Aufgaben:
A – Mit wem musste Bolle sich laut dem Textauszug über seine Mutter in jungen Jahren ein Zimmer teilen?
B – Nennen Sie alle Begriffe, die der Textauszug über Bolles Mutter als Motto der französischen Revolution anführt.
C – Setzen Sie den Textauszug über Bolle und seine Mutter im selben Ton fort, beginnend nach dessen letztem Satz.

Heute wollen wir unser agnostisch-kontemplatives Frühstückchen auf einen Aspekt richten, der hier bislang noch nie Erwähnung gefunden hat. Warum dem so ist, müssen wir an dieser Stelle nicht weiter vertiefen.
Bekanntlich kann man sich seine Mutter nicht aussuchen. Im Umkehrschluß bedeutet das aber nicht weniger als das: die Mutter, die man hat, ist die beste Mutter, die man hat. Bolle für sein Teil findet ja, daß er an dieser Stelle wenig zu meckern hat. Er hatte in jungen Jahren stets ein Dach über dem Kopf – und zu essen war auch immer da. Zwar mußte er sich ein Zimmer mit seinem Bruderherz teilen – was natürlich nicht ohne den ein oder anderen sprichwörtlichen Bruderzwist abgehen konnte. Allerdings bleibt zu bedenken, daß etwa das Motto der französischen Revolution – Freiheit, Gleichheit, Brüderlichkeit – zumindest partiell kaum noch verstanden werden würde, wenn wir alle als Einzelkinder aufwachsen würden. Was das Essen angeht: Natürlich gab es oft nur schlichtes Futter. Allerdings hatte das den höchst erfreulichen Nebeneffekt, daß Bolle bis heute weder mit Laktose- noch mit sonstigen ernährungsbedingten „Intoleranzen“ je zu tun gehabt hätte. Also auch hier: Alles richtig gemacht, liebe Mama.

Bereitgestellte Daten:
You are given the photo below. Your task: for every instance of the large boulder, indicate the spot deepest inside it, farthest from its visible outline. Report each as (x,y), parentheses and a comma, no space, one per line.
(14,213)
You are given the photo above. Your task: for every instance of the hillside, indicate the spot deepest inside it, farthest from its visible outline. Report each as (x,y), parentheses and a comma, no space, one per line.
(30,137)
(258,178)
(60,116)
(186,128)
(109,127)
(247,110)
--
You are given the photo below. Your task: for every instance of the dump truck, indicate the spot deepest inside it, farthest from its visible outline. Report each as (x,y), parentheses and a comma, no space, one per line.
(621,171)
...
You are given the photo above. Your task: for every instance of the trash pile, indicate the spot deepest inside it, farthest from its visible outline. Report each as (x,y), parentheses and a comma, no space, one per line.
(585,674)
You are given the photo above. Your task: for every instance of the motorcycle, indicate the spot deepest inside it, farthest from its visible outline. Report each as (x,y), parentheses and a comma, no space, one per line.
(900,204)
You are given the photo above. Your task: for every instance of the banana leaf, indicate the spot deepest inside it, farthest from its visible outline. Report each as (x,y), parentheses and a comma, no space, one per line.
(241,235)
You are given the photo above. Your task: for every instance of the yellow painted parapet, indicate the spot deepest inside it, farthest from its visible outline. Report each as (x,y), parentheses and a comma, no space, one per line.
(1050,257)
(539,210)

Lösungen:
A – Mit seinem Bruderherz.

B – Freiheit, Gleichheit, Brüderlichkeit

C –
Bolles Mama jedenfalls hatte eines Tages ob der vorherrschenden patriarchalischen Grundstimmung in der Gesellschaft das Schnäuzchen gestrichen voll. Also hat sie ihre drei Kinder unter den Arm gepackt und in einer Nacht-und-Nebel-Aktion das Weite gesucht. Als Vaddern von der Arbeit heimkam, war er entsprechend baff, of course. Muttern weg, Kinder weg, Wohnung weitestgehend leergeräumt. Das wünscht man ja keinem. Aber so kann’s gehen, wenn man es zu dolle treibt mit dem Patriarchat bzw. es an einem Mindestmaß an Umgangsformen bzw. auch an Kontemplation mangeln läßt.
Na, und denn – ? (Tucholsky 1930). Dann ging es darum, sich eine Erwerbsarbeit zu suchen, um die Kinder durchzubringen. Ausgestattet mit einem IQ in der Größenordnung von Einstein sollte das ja wohl kein Problem sein. Sollte man meinen. Wenn da nur die Verhältnisse nicht wären. Doch die Verhältnisse, sie sind bekanntlich nicht so (Brecht 1928). Also hat sich Muttern wacker durchgekämpft und für die Kinder – die für sowas seinerzeit noch so rein gar keinen Sinn hatten – streckenweise heimlich auch noch die Krankenkassenbeiträge einbezahlt. „Schneeflöckchen“ jedenfalls – also Leute, die sich bei jedem Pups gleich angepißt bzw. gar „diskriminiert“ fühlen – waren noch nicht en vogue.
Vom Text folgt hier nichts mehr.